TO DO >>
From the first line to the last, return the material exactly.

THE RECORDS >>
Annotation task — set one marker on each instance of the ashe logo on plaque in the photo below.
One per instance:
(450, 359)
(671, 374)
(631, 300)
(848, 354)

WRITTEN RESPONSE >>
Annotation task — set one marker on each instance of the ashe logo on plaque in the photo below.
One per instance:
(450, 359)
(671, 374)
(631, 300)
(848, 354)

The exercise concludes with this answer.